---------- Extract provided

But the FDA ban excludes processed products produced from blood, collagen and gelatin for human consumption. And the UCSF scientists are concerned that these materials might harbor prions under some unusual circumstances. Moreover, they are worried that the technique being used to screen cattle products is not sensitive enough.
Prior to development of transgenic mice harboring bovine prion protein genes, the only sure-proof way to determine if a live cow has bovine spongiform encephalopathy (BSE) is to wait out its lengthy incubation period--a minimum of four years. To circumvent this delay, scientists inject cattle tissue into "wild-type," or normal, mice to see if they develop the disease. But non-transgenic, normal mice have severe limitations: the animals take nearly a year to develop signs of the disease, they develop it only sporadically, and acquire it only when exposed to high levels of prions.
2 Prusiner won the Nobel Prize in Physiology or Medicine in 1997 for discovering that the neurodegenerative diseases known as spongiform encephalopathies, which include "mad cow disease," are caused by an infectious form of a protein that exists in all mammals and birds examined, including humans.
He proposed that the protein becomes infectious and destructive only when its shape is altered, and that this change occurs either through infection by an already infectious protein or through a genetic mutation. The protein is believed to be the principal, if not sole, component of an infectious particle that Prusiner named "prion" (PREE-on), for proteinaceous infectious particle. The normal protein is referred to as PrPc.

--------------------
---------- Available data

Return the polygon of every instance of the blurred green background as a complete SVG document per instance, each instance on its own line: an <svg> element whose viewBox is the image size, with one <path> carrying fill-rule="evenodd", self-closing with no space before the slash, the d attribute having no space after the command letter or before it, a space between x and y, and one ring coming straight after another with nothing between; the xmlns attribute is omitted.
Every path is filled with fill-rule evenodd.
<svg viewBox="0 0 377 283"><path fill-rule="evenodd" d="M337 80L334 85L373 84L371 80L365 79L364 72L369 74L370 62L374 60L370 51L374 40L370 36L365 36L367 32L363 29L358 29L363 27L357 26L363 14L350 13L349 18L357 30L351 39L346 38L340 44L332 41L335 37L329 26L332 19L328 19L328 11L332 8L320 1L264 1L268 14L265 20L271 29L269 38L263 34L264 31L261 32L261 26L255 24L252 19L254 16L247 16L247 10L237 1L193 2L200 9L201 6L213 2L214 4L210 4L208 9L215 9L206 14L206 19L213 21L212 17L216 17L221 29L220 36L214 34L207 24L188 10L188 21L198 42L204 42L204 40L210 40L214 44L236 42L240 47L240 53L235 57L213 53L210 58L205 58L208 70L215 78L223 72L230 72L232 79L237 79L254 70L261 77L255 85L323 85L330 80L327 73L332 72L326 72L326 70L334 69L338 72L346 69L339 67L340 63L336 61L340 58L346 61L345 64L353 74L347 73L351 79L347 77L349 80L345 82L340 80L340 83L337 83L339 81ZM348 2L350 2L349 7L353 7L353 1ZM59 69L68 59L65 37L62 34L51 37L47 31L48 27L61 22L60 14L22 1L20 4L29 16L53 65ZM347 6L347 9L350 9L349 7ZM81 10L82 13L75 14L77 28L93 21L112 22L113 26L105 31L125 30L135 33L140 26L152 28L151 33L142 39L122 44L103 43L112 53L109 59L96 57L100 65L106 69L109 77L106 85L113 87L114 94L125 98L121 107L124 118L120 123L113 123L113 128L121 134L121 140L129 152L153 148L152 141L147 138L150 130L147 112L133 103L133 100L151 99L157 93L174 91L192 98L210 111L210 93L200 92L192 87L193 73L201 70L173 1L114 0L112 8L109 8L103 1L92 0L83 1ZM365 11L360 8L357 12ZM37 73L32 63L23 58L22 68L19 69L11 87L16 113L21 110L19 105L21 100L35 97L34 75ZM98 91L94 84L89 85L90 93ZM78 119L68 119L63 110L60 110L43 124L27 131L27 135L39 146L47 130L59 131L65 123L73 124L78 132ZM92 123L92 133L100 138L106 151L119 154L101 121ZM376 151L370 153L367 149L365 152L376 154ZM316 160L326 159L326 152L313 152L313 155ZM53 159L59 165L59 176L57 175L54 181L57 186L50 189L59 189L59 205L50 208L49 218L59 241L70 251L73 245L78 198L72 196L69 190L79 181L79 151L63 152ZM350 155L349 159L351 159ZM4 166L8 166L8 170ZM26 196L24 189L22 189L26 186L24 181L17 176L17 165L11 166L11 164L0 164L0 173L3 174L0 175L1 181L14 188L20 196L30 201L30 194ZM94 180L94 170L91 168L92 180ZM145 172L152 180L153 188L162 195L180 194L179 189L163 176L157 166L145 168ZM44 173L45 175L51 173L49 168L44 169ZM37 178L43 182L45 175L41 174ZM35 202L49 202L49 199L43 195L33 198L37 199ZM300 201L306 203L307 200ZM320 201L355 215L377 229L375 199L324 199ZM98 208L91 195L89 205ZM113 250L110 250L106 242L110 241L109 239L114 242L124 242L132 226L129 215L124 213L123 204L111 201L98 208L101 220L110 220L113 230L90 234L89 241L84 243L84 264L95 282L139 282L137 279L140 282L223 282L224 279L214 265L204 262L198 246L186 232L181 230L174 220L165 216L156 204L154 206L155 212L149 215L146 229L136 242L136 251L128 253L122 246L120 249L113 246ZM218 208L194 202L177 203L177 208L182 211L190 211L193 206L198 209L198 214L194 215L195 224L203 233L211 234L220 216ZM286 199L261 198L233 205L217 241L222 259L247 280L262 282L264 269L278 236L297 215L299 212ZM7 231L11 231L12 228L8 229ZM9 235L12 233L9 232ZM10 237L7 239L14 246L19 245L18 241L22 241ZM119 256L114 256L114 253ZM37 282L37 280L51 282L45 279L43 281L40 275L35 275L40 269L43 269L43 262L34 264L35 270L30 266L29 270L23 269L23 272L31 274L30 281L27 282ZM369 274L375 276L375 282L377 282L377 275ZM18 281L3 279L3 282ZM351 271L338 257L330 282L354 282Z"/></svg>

--------------------

Tasks:
1 - Summarize the text on prions and mad cow disease in two sentences.
2 - In the text on prions and mad cow disease, copy the passage starting at "But the FDA" and ending at "not sensitive enough.".

Answers to the problems:
1 - The FDA ban excludes processed blood, collagen and gelatin products for human consumption, and UCSF scientists are concerned that these might harbor prions and that the technique used to screen cattle products is not sensitive enough. Prusiner won the 1997 Nobel Prize in Physiology or Medicine for discovering that spongiform encephalopathies, including "mad cow disease," are caused by an infectious form of a protein that becomes destructive when its shape is altered, and he named the infectious particle a "prion."

2 -
But the FDA ban excludes processed products produced from blood, collagen and gelatin for human consumption. And the UCSF scientists are concerned that these materials might harbor prions under some unusual circumstances. Moreover, they are worried that the technique being used to screen cattle products is not sensitive enough.